** Provided entries **
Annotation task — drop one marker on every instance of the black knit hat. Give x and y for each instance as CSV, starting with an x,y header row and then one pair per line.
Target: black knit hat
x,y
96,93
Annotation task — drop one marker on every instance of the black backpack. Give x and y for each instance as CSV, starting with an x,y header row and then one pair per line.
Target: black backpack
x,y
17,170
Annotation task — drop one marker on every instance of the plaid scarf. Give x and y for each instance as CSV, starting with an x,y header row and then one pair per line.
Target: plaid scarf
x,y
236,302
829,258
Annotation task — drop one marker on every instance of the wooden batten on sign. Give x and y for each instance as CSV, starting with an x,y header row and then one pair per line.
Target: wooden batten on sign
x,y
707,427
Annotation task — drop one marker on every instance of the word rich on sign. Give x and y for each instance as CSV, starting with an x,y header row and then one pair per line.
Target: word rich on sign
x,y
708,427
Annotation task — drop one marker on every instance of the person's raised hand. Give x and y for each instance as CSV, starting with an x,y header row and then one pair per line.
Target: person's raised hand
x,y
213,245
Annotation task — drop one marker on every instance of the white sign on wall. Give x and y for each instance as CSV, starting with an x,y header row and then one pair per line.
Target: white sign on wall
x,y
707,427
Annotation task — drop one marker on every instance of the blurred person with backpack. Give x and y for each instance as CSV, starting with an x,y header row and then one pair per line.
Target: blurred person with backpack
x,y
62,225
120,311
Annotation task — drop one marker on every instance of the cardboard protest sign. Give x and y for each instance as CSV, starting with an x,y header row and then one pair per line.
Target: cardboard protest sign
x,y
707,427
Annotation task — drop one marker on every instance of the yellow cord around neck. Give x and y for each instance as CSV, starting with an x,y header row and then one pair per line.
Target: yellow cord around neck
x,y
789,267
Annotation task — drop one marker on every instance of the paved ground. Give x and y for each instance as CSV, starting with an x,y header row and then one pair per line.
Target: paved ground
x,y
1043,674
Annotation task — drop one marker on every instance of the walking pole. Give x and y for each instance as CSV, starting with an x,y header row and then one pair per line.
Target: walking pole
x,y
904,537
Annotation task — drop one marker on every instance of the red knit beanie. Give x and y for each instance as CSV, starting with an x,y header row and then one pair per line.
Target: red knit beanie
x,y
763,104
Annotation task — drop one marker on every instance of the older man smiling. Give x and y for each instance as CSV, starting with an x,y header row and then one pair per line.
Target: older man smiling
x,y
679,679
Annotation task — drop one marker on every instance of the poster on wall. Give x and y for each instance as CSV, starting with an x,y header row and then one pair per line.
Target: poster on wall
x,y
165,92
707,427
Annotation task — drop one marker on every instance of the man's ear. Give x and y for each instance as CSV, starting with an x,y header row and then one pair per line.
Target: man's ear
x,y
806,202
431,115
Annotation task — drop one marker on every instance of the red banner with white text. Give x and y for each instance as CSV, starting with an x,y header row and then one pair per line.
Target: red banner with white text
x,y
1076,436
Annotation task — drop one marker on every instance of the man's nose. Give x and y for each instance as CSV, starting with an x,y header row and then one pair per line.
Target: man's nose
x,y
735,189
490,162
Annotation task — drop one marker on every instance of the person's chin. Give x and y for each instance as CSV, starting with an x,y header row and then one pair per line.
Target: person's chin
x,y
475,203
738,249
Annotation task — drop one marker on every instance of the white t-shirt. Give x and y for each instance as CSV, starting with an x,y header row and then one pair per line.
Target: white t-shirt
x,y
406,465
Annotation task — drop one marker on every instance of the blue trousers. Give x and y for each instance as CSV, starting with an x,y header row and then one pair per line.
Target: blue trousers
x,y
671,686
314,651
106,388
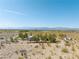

** Your task **
Only the lines from the one with "Target: man's ear" to the end of the listing, both ends included, should be retyped exactly; no pictures belong in the copy.

** Answer space **
Target: man's ear
x,y
806,202
431,115
Annotation task — drop one marker on every instance of the red banner with white text. Give x and y for each instance as CSV, starting with an x,y header row and then one pair per line.
Target: red banner with white text
x,y
1076,436
Annotation task — drop one marker on every instance of the man's nose. Give x and y for each instance as CSV, starting with an x,y header row and then one pair per line.
Target: man's nose
x,y
735,189
490,162
Annotation task — drop one marker on every instance of the person's chin. Give x and y for each instance as CSV, starting with an x,y header row and then one pair per line.
Target: person's chin
x,y
475,203
738,249
Annotation task — drop one marker on every instance of the white t-shirt. Give x and y for each instance as CSV, starting with an x,y header row and then one pair per line.
Target: white t-shirt
x,y
406,465
Annotation task — drop one marker on every instance of the blue trousers. Give x and y for each instance as CSV, starting with an x,y header row and then one pair per line.
Target: blue trousers
x,y
671,686
314,651
106,388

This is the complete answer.